◆ **WHAT NEEDS TO BE DONE**
Express every line of the records below as a JSON list of strings, one string per line, with blank lines and the pictures left out.

◆ **GIVEN ENTRIES**

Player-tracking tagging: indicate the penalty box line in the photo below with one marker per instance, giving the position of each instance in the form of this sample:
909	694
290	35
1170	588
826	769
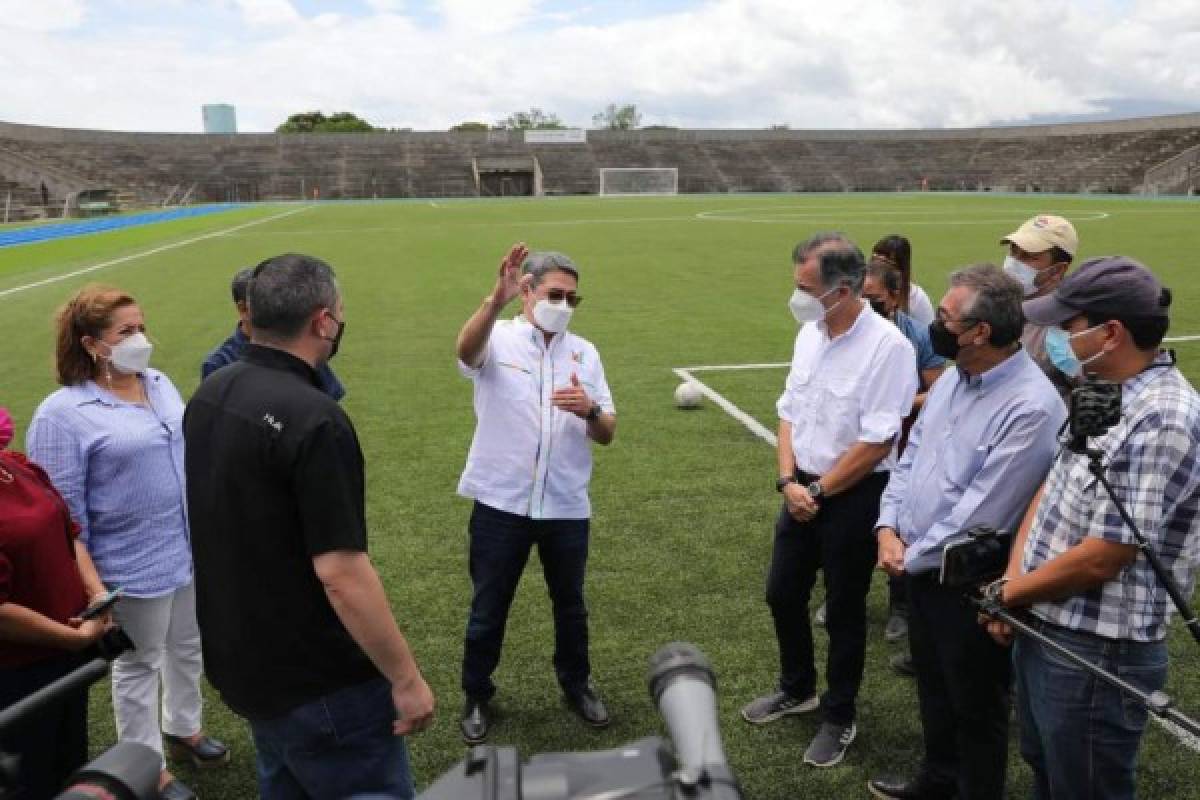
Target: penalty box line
757	428
153	251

◆ **SOLUTION TO THIS EXERCISE**
[
  "Player-tracking tagging: indicate the penalty box line in the photo below with one marker per instance, giving the position of each instance in the form of this sample:",
  "909\t694",
  "290\t35",
  "1170\t588",
  "826\t769",
  "Target: penalty box line",
  "757\t428",
  "153\t251"
]